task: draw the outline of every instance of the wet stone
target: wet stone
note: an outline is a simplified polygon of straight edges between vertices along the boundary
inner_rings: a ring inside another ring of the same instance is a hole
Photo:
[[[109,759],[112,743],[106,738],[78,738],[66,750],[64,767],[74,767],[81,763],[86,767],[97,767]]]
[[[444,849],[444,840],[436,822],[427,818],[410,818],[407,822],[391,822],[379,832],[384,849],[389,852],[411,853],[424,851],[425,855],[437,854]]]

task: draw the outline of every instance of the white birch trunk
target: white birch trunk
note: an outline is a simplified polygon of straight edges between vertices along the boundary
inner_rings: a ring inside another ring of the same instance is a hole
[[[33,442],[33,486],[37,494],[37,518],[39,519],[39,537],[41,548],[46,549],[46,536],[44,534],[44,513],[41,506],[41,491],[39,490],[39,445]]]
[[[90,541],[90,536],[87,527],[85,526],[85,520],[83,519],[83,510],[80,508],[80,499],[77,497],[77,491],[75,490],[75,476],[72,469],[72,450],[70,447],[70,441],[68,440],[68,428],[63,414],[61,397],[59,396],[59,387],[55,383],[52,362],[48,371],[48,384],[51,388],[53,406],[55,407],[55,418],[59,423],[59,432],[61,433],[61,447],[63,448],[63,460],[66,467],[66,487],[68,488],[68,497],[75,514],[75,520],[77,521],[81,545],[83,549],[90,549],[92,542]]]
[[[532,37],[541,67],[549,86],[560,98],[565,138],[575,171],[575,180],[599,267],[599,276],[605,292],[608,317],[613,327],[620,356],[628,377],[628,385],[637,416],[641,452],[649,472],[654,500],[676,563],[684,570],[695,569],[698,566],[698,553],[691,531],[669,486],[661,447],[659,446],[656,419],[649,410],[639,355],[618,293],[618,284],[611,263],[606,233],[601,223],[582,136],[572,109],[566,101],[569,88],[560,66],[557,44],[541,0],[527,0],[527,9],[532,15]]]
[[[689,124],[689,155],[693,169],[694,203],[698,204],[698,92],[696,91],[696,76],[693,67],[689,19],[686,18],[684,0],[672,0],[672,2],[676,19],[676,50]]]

---

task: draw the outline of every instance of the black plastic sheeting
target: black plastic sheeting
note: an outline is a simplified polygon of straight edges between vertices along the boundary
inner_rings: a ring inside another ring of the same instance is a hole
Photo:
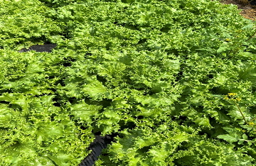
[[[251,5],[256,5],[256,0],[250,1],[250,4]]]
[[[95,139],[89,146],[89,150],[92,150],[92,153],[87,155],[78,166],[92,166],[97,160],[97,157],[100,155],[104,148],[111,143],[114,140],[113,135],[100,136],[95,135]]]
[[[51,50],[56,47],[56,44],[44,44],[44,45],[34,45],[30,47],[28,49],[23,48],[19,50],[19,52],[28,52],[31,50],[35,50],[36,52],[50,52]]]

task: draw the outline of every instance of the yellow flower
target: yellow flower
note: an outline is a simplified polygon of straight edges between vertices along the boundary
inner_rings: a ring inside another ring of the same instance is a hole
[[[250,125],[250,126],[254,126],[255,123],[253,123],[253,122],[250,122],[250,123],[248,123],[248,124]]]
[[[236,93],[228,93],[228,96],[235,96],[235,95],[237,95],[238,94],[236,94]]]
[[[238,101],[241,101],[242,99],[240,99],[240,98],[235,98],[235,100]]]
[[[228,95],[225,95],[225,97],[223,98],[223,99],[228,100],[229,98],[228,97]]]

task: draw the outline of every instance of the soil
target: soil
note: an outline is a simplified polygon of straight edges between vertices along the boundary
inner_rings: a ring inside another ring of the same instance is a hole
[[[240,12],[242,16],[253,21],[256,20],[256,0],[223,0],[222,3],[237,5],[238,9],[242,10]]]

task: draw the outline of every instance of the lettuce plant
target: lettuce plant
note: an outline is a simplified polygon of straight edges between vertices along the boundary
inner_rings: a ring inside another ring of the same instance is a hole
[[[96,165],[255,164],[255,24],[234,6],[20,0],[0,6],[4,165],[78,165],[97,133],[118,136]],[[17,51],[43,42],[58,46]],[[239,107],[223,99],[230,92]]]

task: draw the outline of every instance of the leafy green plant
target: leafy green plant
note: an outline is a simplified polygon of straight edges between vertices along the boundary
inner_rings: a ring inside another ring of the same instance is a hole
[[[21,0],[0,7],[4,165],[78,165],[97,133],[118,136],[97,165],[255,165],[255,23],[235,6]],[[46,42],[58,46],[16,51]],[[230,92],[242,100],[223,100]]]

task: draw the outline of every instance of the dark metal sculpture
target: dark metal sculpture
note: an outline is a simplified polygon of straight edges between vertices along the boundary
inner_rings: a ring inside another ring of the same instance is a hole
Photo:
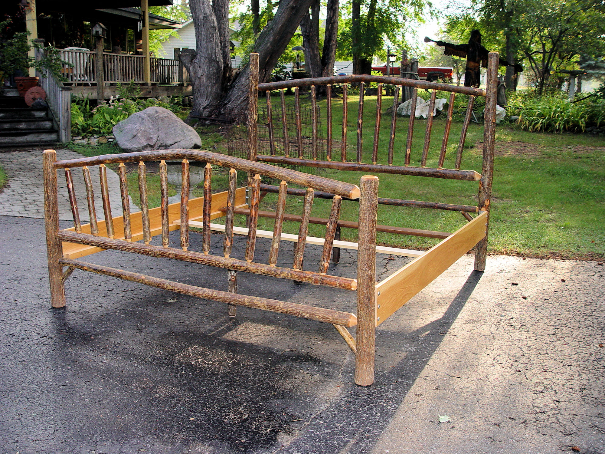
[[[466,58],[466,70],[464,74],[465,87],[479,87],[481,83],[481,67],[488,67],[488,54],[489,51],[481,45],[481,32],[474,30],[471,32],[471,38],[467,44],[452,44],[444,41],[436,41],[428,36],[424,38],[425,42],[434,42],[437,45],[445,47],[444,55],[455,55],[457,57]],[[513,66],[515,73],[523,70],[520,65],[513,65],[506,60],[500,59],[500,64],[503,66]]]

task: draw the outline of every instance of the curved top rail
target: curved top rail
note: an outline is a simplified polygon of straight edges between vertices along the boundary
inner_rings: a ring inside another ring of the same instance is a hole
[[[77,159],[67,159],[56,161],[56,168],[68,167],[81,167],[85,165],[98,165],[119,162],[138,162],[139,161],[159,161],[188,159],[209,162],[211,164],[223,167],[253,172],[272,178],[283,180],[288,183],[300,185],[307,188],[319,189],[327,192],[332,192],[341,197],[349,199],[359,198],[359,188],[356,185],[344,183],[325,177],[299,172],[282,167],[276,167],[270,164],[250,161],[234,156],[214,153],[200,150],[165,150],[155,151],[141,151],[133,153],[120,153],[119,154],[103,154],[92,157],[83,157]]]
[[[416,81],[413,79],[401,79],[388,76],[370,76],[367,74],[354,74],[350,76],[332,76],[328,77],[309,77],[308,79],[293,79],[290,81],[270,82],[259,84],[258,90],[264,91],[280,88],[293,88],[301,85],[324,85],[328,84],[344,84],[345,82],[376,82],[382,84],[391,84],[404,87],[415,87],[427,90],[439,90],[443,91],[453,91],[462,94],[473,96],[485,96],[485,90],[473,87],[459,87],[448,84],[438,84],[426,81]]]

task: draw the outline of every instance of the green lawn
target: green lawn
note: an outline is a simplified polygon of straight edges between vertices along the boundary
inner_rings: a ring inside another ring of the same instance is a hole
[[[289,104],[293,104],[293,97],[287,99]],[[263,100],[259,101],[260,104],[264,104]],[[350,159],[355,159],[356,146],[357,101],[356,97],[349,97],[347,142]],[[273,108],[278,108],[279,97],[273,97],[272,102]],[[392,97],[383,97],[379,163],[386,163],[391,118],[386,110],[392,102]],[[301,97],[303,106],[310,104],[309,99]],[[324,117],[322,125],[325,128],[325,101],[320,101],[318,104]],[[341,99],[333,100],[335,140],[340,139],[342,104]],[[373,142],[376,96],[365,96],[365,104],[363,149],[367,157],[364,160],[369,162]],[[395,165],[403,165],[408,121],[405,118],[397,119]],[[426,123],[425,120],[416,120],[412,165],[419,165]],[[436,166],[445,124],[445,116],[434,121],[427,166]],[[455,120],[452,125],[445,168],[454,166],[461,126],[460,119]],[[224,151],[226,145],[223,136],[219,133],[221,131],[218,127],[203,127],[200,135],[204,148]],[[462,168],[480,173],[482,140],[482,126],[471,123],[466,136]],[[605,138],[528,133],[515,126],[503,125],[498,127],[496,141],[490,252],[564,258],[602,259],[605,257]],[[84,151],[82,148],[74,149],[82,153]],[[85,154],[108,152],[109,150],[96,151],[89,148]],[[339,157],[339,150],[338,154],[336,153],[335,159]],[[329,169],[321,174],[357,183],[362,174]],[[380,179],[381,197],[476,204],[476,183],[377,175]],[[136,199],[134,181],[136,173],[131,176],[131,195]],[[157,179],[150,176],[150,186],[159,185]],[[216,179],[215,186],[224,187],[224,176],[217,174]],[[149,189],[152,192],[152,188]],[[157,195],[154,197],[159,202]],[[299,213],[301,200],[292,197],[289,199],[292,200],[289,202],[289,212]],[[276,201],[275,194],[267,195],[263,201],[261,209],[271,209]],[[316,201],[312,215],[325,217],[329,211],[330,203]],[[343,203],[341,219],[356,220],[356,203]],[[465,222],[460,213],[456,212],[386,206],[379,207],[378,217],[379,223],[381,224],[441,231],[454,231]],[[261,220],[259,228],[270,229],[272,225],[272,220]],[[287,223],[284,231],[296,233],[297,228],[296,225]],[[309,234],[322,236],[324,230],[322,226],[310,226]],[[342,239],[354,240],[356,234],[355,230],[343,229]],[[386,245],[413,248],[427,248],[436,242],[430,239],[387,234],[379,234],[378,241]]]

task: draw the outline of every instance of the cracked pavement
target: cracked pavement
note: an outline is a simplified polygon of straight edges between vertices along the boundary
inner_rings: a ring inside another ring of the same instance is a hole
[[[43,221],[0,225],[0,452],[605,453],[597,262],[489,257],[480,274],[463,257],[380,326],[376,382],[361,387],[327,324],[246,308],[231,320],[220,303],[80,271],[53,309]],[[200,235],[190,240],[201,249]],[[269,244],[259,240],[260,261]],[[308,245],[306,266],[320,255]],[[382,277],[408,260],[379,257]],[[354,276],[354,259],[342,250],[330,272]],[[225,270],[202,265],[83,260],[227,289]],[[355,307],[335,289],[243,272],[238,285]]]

> Directive: Please return every line of the records that contains the word "draw".

> Worked solution:
task: draw the outline of every instance of the wet stone
task: draw the outline of every instance of the white birch trunk
task: draw the outline of every instance of the black plastic sheeting
task: draw the outline of every instance of the yellow flower
task: draw the outline of every instance of the soil
task: draw the outline of every instance of the lettuce plant
task: draw the outline of every instance of the leafy green plant
task: draw the outline of every instance of the dark metal sculpture
task: draw the outline of every instance of the curved top rail
task: draw the outline of every instance of the green lawn
task: draw the outline of every instance of the cracked pavement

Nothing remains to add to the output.